- DIRECTION A: Summarize the ptype notebook extract in two sentences.

In this notebook, we present various usecases to interact with ptype to handle:

- incorrect column type predictions,
- incorrect missing type predictions.
- incorrect anomaly type predictions.

In [None]:
# Preamble to run notebook in context of source package.
# NBVAL_IGNORE_OUTPUT
import sys
sys.path.insert(0, '../')
!{sys.executable} -m pip install -r ../requirements.txt


In [None]:
from IPython.core.display import display, HTML

import matplotlib.pyplot as plt
%matplotlib inline
plt.rcdefaults()

from ptype.Ptype import Ptype
from ptype.utils import evaluate_types
import pandas as pd
import numpy as np
from utils import *

In [None]:
ptype = Ptype()

# 1. Incorrect Column Type Prediction

## 1.a Incorrect Type Prediction

In [None]:
df = read_data(dataset_name="accident2016", header=0)

- MATERIAL PROVIDED:
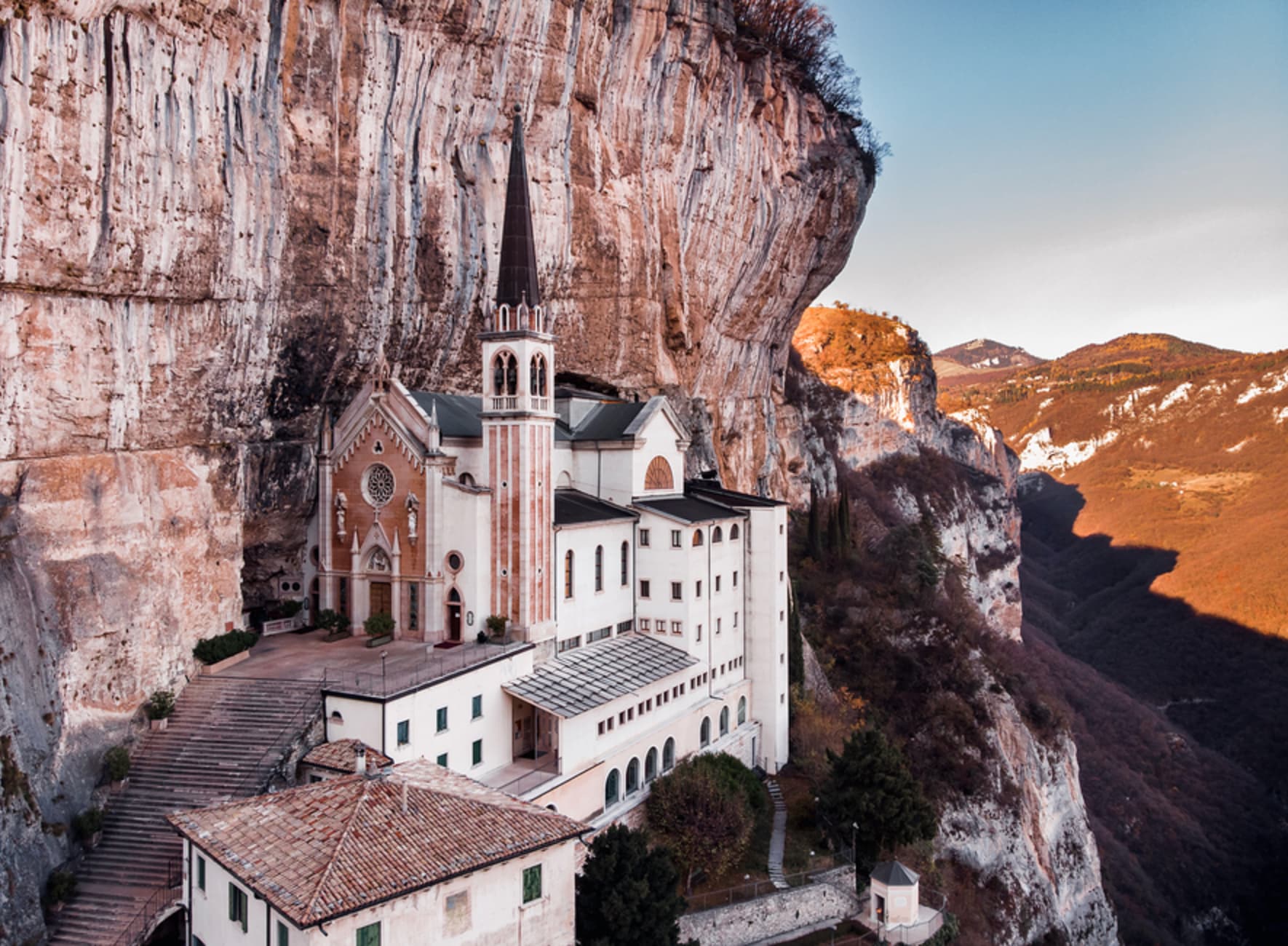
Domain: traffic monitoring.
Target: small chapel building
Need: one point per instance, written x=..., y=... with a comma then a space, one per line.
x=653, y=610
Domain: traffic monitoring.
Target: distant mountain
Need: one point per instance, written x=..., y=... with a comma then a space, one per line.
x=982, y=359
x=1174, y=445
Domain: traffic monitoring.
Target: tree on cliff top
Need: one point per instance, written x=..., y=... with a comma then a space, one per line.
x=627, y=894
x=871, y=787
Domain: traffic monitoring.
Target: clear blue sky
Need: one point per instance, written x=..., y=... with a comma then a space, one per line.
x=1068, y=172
==
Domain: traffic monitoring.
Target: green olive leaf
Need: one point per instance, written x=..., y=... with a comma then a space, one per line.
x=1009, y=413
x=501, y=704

- DIRECTION B: Show every line of the rows above that contains the string "Target".

- FINAL ANSWER A: The notebook presents use cases for interacting with ptype to handle incorrect column type, missing type, and anomaly type predictions. After installing requirements, importing libraries, and creating a Ptype instance, it opens its section on incorrect column type prediction by reading the "accident2016" dataset with header=0.

- FINAL ANSWER B:
Target: small chapel building
Target: distant mountain
Target: tree on cliff top
Target: clear blue sky
Target: green olive leaf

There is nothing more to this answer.